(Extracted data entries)
+--

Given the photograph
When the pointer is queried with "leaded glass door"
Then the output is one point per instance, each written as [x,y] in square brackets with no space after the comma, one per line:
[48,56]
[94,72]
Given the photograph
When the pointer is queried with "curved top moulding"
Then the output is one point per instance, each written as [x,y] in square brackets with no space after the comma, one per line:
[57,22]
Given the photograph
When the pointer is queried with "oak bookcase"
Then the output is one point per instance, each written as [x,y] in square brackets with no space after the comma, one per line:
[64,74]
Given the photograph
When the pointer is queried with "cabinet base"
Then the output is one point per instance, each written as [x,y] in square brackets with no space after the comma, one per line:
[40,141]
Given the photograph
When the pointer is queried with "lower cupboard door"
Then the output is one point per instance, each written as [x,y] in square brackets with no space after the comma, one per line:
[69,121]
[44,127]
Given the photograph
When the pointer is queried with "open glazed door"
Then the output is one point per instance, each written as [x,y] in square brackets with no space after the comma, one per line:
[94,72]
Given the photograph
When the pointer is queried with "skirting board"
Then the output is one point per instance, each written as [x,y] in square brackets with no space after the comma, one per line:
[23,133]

+--

Challenge:
Reproduce all of the data above, swapping each occurrence of "pointer" for "locator" and keeping every other character unchanged.

Result:
Given the photograph
When the locator is queried with "leaded glass door"
Then the output is one point per instance, each written as [x,y] in square brackets with no space after the comma, one per line:
[48,56]
[94,72]
Given the photograph
When the locator is queried with "curved top moulding"
Then the output is one point per instance, each written as [x,y] in square brackets with no space after the comma, one per line:
[57,22]
Given the photograph
When the locator is queried with "oak bookcase"
Then the output is one point per instance, each written as [x,y] in square brackets with no space after the comma, one per line:
[64,74]
Given the photograph
When the locator is queried with "cabinet base"
Then the output is one point per instance, each written as [x,y] in square brackets with no space after the comma, one per line:
[40,141]
Given the photograph
When the locator is queried with "lower cupboard door"
Then the output is one point per instance, each written as [x,y] in square brackets with no space after the comma, one per line:
[69,121]
[44,127]
Given the photograph
When the locator is queried with "open glazed door"
Then the output is one point per instance, each written as [x,y] in square brackets with no space after the comma, one per line:
[94,72]
Given the photograph
When the locator is queried with "skirting board"
Then the output is one point per instance, each written as [x,y] in square brackets with no space after the comma, one per line:
[23,133]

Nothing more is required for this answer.